YOUR GOAL -> Please keep pictures out and return the lines below exactly, from the one holding "Bounding boxes as" through the last, both included.

SUPPLIED MATERIAL ->
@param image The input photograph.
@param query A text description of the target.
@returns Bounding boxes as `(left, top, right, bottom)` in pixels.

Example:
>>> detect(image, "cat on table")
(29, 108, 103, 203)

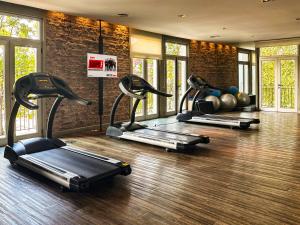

FINISHED EXERCISE ->
@returns Bounding boxes as `(left, top, right, bottom)` in pixels.

Example:
>>> detect(image, "cat on table")
(29, 108, 103, 203)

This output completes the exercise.